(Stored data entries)
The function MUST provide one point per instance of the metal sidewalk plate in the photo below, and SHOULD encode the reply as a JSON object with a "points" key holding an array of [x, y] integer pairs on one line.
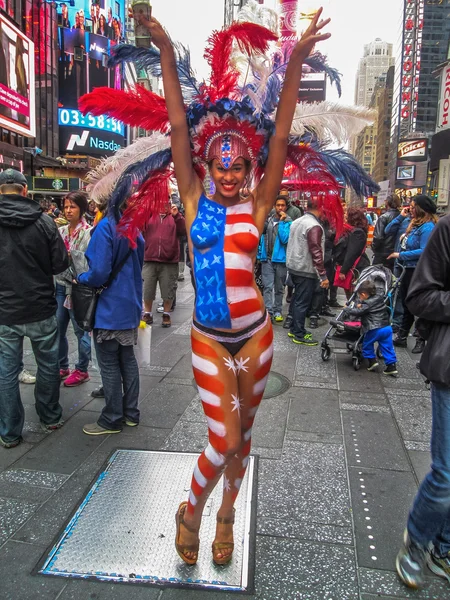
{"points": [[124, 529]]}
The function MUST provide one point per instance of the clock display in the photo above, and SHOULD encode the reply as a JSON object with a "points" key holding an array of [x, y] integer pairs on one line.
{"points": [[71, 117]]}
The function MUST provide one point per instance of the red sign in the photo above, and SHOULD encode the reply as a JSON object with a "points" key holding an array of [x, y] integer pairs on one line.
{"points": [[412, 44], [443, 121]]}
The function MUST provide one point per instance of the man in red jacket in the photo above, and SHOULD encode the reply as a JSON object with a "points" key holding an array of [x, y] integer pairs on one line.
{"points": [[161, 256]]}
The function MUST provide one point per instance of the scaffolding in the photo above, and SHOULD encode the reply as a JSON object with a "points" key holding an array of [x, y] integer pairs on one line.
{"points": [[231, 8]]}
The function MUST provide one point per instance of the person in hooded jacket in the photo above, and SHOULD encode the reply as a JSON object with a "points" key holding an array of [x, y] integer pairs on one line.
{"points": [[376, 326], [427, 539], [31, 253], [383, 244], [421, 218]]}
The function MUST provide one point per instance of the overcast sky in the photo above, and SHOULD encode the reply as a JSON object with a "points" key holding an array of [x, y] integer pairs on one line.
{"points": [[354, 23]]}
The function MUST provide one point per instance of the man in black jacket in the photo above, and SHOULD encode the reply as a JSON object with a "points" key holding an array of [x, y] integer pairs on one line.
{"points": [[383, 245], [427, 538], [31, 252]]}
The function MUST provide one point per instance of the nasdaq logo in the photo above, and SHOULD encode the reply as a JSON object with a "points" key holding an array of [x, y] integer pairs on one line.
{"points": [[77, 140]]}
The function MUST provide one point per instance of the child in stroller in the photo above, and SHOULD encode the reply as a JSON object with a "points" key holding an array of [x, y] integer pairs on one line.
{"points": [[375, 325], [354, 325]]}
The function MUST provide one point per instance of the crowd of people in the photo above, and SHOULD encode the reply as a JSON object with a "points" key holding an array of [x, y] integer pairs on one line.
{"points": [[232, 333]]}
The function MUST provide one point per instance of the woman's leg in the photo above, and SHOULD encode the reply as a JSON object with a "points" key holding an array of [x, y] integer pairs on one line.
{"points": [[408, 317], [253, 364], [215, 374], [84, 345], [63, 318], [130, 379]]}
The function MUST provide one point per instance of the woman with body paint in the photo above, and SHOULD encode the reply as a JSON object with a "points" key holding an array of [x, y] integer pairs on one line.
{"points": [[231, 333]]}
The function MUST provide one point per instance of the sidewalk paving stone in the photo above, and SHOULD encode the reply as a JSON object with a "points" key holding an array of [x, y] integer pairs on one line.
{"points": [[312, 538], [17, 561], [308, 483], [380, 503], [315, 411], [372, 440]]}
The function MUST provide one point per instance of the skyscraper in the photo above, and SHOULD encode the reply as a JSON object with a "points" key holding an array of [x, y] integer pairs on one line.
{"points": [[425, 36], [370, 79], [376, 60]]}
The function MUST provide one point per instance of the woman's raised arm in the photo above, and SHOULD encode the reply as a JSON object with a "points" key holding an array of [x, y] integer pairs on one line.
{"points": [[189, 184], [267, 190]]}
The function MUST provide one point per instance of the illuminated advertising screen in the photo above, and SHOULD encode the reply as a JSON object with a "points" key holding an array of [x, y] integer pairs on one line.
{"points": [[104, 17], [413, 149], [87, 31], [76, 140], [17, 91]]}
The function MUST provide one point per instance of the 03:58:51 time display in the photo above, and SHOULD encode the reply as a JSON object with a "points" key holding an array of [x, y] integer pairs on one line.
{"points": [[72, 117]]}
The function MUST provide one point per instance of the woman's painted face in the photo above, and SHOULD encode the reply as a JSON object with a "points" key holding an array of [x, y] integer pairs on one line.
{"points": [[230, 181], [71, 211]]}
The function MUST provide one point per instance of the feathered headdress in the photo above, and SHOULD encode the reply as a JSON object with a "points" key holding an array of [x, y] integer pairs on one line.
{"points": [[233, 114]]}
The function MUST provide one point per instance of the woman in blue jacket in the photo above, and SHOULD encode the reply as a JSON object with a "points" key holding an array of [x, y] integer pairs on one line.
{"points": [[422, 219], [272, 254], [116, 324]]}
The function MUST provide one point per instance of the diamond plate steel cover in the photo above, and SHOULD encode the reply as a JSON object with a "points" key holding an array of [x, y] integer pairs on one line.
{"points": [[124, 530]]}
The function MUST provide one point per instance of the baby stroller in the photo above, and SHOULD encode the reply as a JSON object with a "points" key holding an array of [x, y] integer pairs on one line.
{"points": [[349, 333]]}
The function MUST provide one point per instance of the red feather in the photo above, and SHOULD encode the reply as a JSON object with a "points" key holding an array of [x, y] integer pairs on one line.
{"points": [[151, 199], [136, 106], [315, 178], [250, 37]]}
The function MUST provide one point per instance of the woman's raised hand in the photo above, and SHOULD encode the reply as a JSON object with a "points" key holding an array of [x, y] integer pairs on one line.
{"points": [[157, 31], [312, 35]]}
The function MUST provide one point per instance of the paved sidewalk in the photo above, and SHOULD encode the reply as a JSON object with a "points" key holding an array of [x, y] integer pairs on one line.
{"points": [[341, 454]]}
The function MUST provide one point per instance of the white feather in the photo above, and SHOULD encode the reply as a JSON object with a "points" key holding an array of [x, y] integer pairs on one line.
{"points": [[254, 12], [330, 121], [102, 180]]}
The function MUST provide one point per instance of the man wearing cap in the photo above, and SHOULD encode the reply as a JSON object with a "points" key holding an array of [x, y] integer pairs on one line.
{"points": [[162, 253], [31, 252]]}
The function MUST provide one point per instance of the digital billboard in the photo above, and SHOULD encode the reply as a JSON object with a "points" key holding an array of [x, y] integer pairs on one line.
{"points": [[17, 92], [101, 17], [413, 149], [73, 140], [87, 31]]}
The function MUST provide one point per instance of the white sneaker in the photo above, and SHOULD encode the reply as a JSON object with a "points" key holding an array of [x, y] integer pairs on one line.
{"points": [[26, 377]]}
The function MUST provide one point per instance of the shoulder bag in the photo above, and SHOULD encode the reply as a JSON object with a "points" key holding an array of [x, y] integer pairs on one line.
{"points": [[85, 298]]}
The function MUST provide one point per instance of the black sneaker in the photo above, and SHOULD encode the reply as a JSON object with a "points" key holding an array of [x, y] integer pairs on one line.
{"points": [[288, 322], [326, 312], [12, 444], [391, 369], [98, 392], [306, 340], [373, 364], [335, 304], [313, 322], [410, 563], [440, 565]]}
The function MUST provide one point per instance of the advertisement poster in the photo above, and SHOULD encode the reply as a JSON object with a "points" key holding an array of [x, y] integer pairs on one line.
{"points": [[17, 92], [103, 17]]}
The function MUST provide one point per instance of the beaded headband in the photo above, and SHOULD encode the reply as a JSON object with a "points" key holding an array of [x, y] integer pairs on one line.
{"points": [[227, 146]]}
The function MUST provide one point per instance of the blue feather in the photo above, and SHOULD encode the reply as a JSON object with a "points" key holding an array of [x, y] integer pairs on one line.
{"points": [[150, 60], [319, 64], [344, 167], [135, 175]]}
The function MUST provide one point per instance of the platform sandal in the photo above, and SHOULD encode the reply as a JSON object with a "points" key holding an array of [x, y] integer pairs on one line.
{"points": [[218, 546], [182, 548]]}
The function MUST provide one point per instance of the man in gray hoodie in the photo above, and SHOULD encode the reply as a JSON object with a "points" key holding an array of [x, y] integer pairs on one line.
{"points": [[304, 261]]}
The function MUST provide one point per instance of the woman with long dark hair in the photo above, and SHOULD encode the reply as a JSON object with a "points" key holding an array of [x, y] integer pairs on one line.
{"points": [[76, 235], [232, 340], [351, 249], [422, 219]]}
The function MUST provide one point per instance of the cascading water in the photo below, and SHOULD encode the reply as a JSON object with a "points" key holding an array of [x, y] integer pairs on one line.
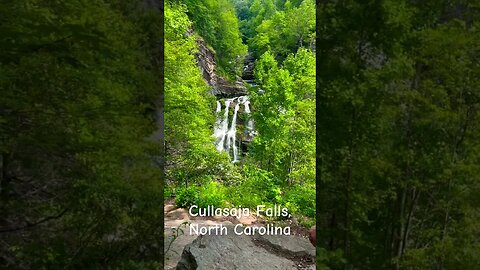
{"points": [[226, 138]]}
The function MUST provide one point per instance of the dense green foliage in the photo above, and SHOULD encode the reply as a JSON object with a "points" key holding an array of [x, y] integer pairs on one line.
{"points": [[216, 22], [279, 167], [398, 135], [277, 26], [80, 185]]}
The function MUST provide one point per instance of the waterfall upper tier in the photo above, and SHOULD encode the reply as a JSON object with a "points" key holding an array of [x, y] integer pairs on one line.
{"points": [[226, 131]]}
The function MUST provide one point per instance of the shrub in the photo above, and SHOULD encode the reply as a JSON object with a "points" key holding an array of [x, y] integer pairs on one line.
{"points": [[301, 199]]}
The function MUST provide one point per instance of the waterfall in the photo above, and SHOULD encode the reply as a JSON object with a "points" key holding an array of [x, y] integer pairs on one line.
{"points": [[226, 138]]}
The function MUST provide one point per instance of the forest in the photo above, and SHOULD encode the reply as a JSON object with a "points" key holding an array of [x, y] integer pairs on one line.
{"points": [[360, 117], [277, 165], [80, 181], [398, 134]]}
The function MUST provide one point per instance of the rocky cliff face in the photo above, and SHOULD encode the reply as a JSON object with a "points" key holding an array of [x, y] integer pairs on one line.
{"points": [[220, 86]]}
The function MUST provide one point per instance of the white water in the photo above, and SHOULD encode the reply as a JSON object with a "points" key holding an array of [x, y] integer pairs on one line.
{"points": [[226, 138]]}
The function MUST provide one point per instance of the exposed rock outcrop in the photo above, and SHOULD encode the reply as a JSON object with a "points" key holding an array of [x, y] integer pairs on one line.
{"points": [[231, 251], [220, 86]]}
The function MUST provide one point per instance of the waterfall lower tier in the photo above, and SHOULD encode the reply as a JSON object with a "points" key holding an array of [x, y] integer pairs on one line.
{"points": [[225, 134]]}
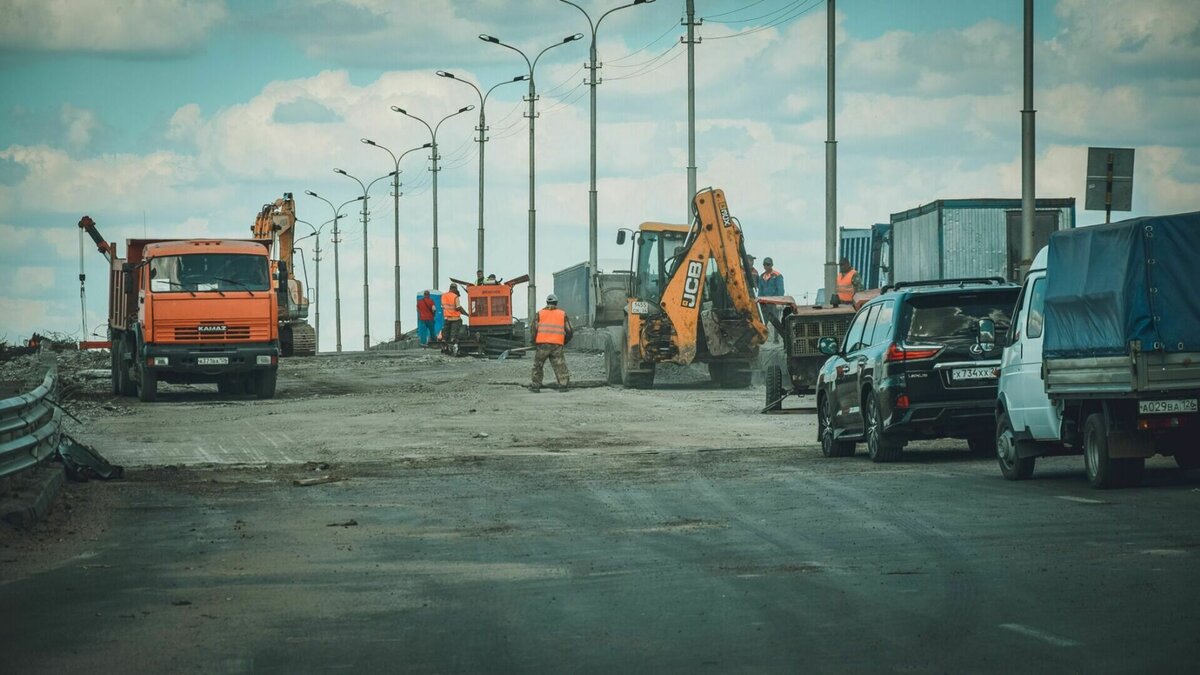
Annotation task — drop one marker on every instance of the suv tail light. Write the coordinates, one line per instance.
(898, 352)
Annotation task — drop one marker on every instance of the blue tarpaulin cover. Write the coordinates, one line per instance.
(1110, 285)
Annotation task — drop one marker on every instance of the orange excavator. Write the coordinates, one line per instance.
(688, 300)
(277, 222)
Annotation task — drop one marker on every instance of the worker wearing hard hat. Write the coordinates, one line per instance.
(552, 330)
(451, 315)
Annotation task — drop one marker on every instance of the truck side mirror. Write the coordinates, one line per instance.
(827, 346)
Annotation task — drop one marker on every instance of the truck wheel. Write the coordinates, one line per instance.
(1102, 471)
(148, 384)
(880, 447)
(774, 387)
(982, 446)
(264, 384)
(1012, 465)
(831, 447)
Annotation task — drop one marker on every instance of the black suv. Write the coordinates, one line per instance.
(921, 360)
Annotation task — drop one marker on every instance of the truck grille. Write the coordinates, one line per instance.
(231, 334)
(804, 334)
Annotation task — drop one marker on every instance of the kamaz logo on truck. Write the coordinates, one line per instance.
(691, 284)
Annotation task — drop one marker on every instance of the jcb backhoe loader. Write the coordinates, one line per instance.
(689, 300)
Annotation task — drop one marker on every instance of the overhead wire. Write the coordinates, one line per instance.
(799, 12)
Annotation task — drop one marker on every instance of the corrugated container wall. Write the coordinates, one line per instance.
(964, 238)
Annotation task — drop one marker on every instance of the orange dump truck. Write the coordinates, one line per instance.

* _EXERCISE REQUIREMENTS_
Output only a verbatim copy of the lines spanning from the line that contains "mirror. Write the coordinates, one line per instance." to the end of the records above.

* _PROBLEM SOLUTION_
Annotation task — drop one marker on every instance of the truck side mirror. Write the coordinates, one line per instance.
(827, 346)
Annotation task — drop one marker on every instance of the truck wheel. Write the coordinates, one line per instance.
(1102, 471)
(148, 384)
(880, 447)
(774, 387)
(982, 446)
(264, 384)
(1012, 465)
(831, 447)
Annotation task — drop one marker on every instance of the black suv. Write the coordinates, one line per instance.
(921, 360)
Annotation task — drop one marker on every instance of the truck grille. Write the coordinates, one line per instance.
(231, 334)
(804, 334)
Annotation task — drop one marker on every instance of the kamaz logo on truck. Write the coordinates, one line per instance.
(691, 284)
Annotation task — drop one marker on every instance of the jcb backhoe loader. Write the coordinates, one line per instance.
(689, 300)
Annotation task — drop one marker on every instance of the overhead wire. Write the coordinates, one line per instance.
(799, 12)
Annotation task — drop one marker on every instance of the corrugated container wall. Write the coordinates, one line per instance.
(964, 238)
Annotation task — drop one marker on every instance of the orange dump truck. Write the coordinates, one line per instance.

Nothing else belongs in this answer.